Your task is to write out the lines from the line containing "Keep to these rules. Indicate every instance of the sky" through the last line of the material, exactly.

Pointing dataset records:
..........
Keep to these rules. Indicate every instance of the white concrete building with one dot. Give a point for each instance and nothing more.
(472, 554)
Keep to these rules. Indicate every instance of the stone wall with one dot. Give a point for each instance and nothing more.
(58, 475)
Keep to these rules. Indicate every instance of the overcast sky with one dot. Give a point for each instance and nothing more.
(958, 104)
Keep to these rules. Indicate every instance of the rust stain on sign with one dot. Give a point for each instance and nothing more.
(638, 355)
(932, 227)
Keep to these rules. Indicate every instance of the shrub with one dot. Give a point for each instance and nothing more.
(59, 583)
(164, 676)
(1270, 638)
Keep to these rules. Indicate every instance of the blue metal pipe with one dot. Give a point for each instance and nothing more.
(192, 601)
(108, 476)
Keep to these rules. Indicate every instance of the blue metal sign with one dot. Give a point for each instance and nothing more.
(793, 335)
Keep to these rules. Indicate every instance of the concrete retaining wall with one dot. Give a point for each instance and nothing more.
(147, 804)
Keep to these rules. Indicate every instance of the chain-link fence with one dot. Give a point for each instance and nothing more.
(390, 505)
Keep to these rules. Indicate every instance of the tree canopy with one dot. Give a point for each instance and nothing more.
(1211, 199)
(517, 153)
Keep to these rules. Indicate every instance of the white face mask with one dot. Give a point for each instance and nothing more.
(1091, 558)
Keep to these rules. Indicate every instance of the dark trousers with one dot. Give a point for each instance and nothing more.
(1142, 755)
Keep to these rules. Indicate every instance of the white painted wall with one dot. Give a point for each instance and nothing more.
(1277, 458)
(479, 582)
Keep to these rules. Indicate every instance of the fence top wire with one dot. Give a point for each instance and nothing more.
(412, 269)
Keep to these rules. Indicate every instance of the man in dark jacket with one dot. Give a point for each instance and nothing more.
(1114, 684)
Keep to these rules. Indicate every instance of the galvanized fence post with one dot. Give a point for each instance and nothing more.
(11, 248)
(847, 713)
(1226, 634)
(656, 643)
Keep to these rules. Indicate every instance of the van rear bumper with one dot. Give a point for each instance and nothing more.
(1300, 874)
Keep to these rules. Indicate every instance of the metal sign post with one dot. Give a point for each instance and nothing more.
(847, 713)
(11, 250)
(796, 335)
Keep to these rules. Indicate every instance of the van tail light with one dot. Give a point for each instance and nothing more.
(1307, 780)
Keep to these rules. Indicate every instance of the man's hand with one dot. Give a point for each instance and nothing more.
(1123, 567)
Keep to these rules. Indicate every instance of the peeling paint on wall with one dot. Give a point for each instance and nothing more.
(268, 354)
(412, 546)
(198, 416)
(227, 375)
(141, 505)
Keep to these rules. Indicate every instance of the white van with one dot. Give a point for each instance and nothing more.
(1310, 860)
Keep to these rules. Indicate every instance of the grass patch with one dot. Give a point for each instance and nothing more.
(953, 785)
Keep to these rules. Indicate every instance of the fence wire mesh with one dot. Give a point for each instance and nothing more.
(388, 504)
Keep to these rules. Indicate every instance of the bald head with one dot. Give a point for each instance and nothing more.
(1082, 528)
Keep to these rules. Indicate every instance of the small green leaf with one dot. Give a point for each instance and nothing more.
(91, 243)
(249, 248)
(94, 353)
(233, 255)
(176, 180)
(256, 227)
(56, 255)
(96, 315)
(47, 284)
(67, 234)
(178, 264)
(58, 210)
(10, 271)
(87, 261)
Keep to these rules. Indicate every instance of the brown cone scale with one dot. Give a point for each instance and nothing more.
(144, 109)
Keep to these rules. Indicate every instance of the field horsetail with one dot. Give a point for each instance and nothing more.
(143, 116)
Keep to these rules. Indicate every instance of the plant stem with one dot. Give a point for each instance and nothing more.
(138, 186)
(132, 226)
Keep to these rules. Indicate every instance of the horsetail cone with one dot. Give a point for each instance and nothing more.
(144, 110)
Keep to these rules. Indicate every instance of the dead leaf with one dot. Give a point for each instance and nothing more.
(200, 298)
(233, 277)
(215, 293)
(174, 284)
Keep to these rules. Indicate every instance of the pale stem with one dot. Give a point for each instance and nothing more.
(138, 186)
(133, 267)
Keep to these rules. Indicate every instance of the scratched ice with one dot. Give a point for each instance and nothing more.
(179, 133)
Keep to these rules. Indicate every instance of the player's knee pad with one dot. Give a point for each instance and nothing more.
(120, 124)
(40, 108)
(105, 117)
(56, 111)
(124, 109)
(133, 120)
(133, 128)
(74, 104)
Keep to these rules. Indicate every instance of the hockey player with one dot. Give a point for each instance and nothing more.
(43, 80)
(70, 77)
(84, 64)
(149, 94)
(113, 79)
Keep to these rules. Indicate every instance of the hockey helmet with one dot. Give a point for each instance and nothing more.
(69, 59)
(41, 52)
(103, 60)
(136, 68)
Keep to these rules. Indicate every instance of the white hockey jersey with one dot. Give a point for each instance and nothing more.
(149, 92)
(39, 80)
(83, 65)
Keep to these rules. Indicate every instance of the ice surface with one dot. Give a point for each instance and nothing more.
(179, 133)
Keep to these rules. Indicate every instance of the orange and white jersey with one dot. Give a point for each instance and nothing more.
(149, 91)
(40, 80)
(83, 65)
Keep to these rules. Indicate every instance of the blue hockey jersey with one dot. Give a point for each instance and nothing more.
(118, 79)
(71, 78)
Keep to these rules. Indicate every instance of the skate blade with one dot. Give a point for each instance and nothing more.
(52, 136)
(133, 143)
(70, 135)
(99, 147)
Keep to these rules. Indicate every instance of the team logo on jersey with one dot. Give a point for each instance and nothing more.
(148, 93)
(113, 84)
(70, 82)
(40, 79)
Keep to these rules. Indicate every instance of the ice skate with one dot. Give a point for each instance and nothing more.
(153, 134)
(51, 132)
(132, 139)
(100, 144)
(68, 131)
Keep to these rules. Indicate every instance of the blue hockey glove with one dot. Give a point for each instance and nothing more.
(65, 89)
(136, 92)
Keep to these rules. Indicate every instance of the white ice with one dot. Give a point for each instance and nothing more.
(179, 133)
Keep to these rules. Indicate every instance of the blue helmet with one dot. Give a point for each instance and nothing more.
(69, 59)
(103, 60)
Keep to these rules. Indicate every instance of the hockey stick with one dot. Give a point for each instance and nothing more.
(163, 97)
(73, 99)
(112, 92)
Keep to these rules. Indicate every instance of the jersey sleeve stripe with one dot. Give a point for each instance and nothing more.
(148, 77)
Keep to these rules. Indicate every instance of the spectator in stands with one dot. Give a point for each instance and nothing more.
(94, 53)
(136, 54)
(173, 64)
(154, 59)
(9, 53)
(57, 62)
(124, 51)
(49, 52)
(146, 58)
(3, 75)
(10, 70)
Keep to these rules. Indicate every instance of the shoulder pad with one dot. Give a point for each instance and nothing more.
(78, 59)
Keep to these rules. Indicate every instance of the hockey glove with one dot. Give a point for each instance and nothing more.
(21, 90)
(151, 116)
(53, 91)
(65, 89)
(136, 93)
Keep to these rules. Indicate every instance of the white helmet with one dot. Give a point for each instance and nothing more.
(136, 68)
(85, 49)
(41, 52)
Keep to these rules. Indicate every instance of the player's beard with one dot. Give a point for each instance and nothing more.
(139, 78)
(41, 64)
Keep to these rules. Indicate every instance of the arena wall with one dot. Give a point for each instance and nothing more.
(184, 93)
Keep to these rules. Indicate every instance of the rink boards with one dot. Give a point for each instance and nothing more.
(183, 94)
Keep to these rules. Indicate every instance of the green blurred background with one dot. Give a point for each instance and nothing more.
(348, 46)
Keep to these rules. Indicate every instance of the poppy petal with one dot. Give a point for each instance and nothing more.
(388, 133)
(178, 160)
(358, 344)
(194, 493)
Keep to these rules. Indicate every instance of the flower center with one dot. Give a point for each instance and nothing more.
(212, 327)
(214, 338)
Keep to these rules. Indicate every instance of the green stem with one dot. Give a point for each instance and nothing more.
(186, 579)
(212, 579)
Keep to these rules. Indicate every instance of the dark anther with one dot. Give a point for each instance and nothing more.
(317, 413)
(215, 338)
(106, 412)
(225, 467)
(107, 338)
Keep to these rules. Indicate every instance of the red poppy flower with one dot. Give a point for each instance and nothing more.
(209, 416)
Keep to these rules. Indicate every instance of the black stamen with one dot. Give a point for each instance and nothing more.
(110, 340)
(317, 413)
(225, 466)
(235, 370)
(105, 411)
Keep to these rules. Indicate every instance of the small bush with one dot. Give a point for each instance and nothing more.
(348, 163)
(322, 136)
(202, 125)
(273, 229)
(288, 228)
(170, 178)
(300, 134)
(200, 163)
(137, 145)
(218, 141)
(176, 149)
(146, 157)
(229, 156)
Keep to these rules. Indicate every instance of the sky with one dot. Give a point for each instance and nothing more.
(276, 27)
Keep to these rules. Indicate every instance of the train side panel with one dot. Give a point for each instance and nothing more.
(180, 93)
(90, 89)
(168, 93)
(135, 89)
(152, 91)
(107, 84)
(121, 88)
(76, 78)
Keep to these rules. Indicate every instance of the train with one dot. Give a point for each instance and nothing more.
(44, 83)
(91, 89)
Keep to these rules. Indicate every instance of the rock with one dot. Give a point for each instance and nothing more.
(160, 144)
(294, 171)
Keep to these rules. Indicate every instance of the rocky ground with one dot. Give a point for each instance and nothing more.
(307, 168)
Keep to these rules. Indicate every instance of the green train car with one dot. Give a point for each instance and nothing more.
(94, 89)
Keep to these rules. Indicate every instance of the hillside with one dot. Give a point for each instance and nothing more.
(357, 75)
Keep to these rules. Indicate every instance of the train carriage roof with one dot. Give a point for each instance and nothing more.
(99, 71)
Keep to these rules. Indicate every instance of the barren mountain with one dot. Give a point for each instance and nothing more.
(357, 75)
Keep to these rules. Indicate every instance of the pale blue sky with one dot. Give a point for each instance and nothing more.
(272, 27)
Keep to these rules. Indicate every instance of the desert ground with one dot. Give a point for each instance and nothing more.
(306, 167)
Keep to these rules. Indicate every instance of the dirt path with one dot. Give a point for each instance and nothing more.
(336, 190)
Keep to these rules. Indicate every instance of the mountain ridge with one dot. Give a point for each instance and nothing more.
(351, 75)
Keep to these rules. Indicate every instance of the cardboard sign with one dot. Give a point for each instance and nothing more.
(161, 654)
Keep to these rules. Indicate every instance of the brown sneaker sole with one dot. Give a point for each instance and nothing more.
..........
Exercise response:
Keep to these rules. Indicate every instance of the sky with one dot. Give a point for each instance and nothing more.
(276, 27)
Keep to these rules. Indicate every instance of the train side panel with one dot. Give a point for each instance and nothing more.
(180, 93)
(90, 89)
(168, 93)
(135, 89)
(152, 91)
(107, 84)
(121, 88)
(76, 78)
Keep to these rules. Indicate every instance of the train with one dot. Give a point for each instance and nothing more.
(44, 83)
(91, 89)
Keep to these rules. Indicate every instance of the rock with one dot. Give a point for each instance and nothing more.
(160, 144)
(294, 171)
Keep to these rules. Indicate every instance of the rocky ground with one dot. Give a point for each instance and nothing more.
(307, 168)
Keep to these rules. Indicate every instance of the green train car with one dot. Give a point for each instance and nothing more.
(94, 89)
Keep to these rules. Indicate every instance of the hillside with one dot. Give a point for each instance and nothing more.
(357, 75)
Keep to these rules. Indicate every instance of the train carriage roof with one dot. Give a point for each instance and nothing more.
(99, 71)
Keep to these rules. Indicate every instance of the barren mountain with one dot. Give a point for each instance and nothing more.
(357, 75)
Keep to these rules. Indicate every instance of the pale blue sky with one dot. Give a point for each instance and nothing more.
(272, 27)
Keep to these rules. Indicate every instance of the desert ground with one dot. Give a point for each instance and nothing more.
(306, 167)
Keep to these rules. Indicate every instance of the dirt path with one dot. Give a point for each instance and nothing more.
(336, 190)
Keep to these rules. Indicate every instance of the mountain ridge with one dot. Give a point for each instance and nothing more.
(351, 75)
Keep to these rules. Indicate every instance of the cardboard sign with one dot. Give a point for each instance and nothing more.
(161, 654)
Keep to these rules. Indicate every instance of the brown sneaker sole with one dot. Give a point for each instance and nothing more.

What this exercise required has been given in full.